• _INPUT_

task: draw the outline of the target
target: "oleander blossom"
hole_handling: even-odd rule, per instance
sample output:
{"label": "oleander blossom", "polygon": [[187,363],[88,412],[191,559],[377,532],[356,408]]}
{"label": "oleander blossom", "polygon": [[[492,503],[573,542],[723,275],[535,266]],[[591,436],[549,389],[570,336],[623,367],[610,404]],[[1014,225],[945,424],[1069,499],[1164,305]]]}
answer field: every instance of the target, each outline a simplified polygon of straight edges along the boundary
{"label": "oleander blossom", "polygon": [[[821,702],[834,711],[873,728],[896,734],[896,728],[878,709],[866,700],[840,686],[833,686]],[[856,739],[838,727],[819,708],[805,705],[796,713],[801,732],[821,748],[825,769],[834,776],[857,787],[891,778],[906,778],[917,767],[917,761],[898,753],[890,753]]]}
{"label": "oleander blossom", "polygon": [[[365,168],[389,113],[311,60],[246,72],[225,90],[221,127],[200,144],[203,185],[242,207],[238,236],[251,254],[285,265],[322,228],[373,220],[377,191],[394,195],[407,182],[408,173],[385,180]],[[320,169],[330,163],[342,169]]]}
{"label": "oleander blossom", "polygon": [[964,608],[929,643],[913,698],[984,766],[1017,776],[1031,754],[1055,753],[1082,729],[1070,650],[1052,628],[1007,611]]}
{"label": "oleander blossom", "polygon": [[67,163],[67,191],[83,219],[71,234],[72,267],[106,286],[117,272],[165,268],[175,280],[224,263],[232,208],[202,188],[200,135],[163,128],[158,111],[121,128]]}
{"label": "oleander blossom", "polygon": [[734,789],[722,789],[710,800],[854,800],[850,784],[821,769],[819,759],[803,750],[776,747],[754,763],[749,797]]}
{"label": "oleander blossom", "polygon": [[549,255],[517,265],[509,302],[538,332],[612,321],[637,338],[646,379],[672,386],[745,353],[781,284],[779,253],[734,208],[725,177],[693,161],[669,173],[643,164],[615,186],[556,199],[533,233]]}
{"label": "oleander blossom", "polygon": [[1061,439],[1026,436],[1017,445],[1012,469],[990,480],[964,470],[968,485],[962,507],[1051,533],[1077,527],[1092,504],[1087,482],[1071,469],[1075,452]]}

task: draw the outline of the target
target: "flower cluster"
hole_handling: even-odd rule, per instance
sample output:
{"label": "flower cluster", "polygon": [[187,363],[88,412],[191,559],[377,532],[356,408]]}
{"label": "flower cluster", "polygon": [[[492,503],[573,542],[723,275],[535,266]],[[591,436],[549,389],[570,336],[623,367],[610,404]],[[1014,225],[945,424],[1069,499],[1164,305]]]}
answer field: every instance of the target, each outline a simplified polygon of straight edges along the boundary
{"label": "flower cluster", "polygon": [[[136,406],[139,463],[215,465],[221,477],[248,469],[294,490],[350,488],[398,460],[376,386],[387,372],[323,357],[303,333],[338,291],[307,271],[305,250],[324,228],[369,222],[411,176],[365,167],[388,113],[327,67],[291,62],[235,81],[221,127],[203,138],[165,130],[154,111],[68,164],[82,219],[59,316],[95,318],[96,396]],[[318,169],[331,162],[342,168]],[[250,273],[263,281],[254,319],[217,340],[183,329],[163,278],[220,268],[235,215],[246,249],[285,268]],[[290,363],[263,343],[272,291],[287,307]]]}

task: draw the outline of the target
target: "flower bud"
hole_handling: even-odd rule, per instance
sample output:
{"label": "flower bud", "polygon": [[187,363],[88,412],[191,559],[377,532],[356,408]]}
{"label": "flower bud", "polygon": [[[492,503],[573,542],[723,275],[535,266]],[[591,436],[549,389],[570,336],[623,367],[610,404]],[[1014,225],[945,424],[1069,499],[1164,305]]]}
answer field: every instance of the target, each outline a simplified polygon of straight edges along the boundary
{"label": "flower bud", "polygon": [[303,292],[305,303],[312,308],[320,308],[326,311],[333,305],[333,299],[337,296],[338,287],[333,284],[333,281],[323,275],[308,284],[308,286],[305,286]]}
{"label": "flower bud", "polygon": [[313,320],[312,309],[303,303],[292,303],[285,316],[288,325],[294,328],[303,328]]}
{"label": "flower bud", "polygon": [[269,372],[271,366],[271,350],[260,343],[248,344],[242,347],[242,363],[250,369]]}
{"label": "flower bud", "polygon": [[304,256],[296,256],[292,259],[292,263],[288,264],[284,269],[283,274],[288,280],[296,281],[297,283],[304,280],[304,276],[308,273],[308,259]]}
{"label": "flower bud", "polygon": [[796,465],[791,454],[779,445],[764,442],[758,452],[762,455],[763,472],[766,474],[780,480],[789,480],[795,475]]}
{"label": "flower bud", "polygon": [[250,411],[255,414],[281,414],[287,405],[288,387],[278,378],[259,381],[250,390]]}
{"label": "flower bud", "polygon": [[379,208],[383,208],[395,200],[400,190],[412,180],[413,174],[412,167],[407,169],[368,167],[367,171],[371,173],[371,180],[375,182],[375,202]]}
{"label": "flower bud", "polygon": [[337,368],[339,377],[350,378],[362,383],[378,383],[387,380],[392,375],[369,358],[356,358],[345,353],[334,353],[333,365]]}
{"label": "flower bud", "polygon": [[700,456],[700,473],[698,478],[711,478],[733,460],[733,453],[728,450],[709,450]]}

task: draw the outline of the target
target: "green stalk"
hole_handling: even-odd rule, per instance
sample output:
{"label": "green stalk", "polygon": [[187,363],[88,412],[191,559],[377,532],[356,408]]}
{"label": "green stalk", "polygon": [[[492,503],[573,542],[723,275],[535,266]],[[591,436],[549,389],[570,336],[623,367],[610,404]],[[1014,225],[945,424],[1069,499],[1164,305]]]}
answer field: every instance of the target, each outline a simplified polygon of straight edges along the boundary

• _TASK REQUIREMENTS_
All records should be returned verbatim, none left out.

• _YOUR SOLUTION_
task: draw the outline of the target
target: "oleander blossom"
hole_handling: even-odd rule, per instance
sample output:
{"label": "oleander blossom", "polygon": [[187,363],[88,412],[191,559],[377,532],[356,408]]}
{"label": "oleander blossom", "polygon": [[[492,503],[573,542],[723,275],[535,266]],[[591,436],[549,389],[570,336],[623,367],[610,404]],[[1014,225],[945,424],[1069,499],[1164,305]]]}
answer field: every instance of the target, each outline a simplified polygon of straight edges along the boundary
{"label": "oleander blossom", "polygon": [[[821,702],[834,711],[873,728],[896,734],[896,728],[878,709],[866,700],[840,686],[833,686]],[[856,739],[838,727],[819,708],[805,705],[796,713],[801,732],[821,748],[825,769],[834,776],[857,787],[891,778],[906,778],[917,767],[917,761],[898,753],[890,753]]]}
{"label": "oleander blossom", "polygon": [[[365,168],[389,113],[311,60],[246,72],[225,90],[221,127],[200,144],[203,185],[242,207],[238,236],[251,254],[285,265],[322,228],[373,220],[377,191],[394,195],[407,182],[408,173],[385,180]],[[320,169],[330,163],[342,169]]]}
{"label": "oleander blossom", "polygon": [[964,608],[929,643],[913,698],[984,766],[1017,776],[1031,754],[1055,753],[1082,729],[1070,650],[1052,628],[1007,611]]}
{"label": "oleander blossom", "polygon": [[67,163],[67,191],[83,219],[71,234],[72,267],[106,286],[117,272],[165,268],[175,280],[224,263],[232,208],[202,188],[200,135],[163,128],[158,111],[121,128]]}
{"label": "oleander blossom", "polygon": [[734,789],[722,789],[710,800],[854,800],[850,784],[821,769],[819,759],[803,750],[776,747],[754,763],[749,797]]}
{"label": "oleander blossom", "polygon": [[549,255],[517,265],[509,302],[538,332],[612,321],[637,338],[646,379],[672,386],[745,353],[781,284],[779,253],[734,208],[725,177],[693,161],[669,173],[643,164],[615,186],[556,199],[533,233]]}
{"label": "oleander blossom", "polygon": [[1061,439],[1026,436],[1017,445],[1012,469],[990,480],[964,470],[968,485],[962,507],[1051,533],[1077,527],[1092,504],[1087,482],[1071,469],[1075,452]]}

task: draw the outline of the target
target: "flower cluster"
hole_handling: even-odd rule, per instance
sample output:
{"label": "flower cluster", "polygon": [[187,363],[88,412],[191,559],[377,532],[356,408]]}
{"label": "flower cluster", "polygon": [[[492,503],[573,542],[723,275],[535,266]],[[591,436],[549,389],[570,336],[623,367],[610,404]],[[1014,225],[945,424],[1069,499],[1164,305]]]}
answer field: every instance of the target, each outline a simplified polygon of straight edges along the boundary
{"label": "flower cluster", "polygon": [[[136,406],[139,463],[215,465],[221,477],[248,469],[294,490],[350,488],[398,460],[376,386],[387,372],[323,357],[303,333],[338,291],[307,271],[305,250],[324,228],[369,222],[411,176],[365,167],[388,113],[327,67],[291,62],[235,81],[221,127],[203,138],[165,130],[154,111],[68,164],[82,219],[59,316],[95,318],[96,396]],[[318,169],[331,162],[342,168]],[[250,273],[263,281],[254,319],[217,340],[183,329],[163,278],[220,268],[235,215],[246,249],[285,268]],[[290,363],[263,343],[272,291],[287,307]]]}

task: draw the outline of the target
target: "flower bud"
hole_handling: even-odd rule, per instance
sample output:
{"label": "flower bud", "polygon": [[187,363],[88,412],[191,559],[377,532],[356,408]]}
{"label": "flower bud", "polygon": [[[492,503],[573,542],[723,275],[535,266]],[[591,436],[549,389],[570,336],[623,367],[610,404]],[[1014,225],[945,424],[1069,499],[1164,305]]]}
answer field: every instance of the target, each outline a simplified polygon of straight edges along the boundary
{"label": "flower bud", "polygon": [[303,292],[305,303],[312,308],[320,308],[326,311],[333,305],[333,299],[337,296],[338,287],[333,284],[333,281],[323,275],[308,284],[308,286],[305,286]]}
{"label": "flower bud", "polygon": [[313,320],[312,309],[303,303],[292,303],[285,316],[288,325],[294,328],[303,328]]}
{"label": "flower bud", "polygon": [[269,372],[271,366],[271,350],[260,343],[248,344],[242,347],[242,363],[250,369]]}
{"label": "flower bud", "polygon": [[304,256],[296,256],[292,259],[292,263],[288,264],[284,269],[283,274],[288,280],[296,281],[297,283],[304,280],[304,276],[308,273],[308,259]]}
{"label": "flower bud", "polygon": [[796,465],[791,454],[779,445],[764,442],[758,452],[762,455],[763,472],[766,474],[780,480],[789,480],[795,475]]}
{"label": "flower bud", "polygon": [[250,411],[255,414],[281,414],[287,405],[288,387],[278,378],[259,381],[250,390]]}
{"label": "flower bud", "polygon": [[379,208],[383,208],[395,200],[400,190],[412,180],[413,174],[412,167],[407,169],[368,167],[367,171],[371,173],[371,180],[375,182],[375,202]]}
{"label": "flower bud", "polygon": [[337,368],[339,377],[350,378],[362,383],[378,383],[387,380],[392,375],[369,358],[356,358],[345,353],[334,353],[333,365]]}
{"label": "flower bud", "polygon": [[700,456],[700,473],[698,478],[711,478],[733,460],[733,453],[728,450],[709,450]]}

task: draw the outline of the target
target: "green stalk"
hole_handling: even-odd rule, per instance
sample output:
{"label": "green stalk", "polygon": [[187,363],[88,412],[191,559],[377,532],[356,408]]}
{"label": "green stalk", "polygon": [[[492,503],[573,542],[723,275],[535,266]],[[591,436],[549,389],[570,336],[623,367],[610,404]],[[1014,225],[945,424],[1069,499],[1164,305]]]}
answer field: every instance of the target, each outline a simplified polygon of straight edges along the boundary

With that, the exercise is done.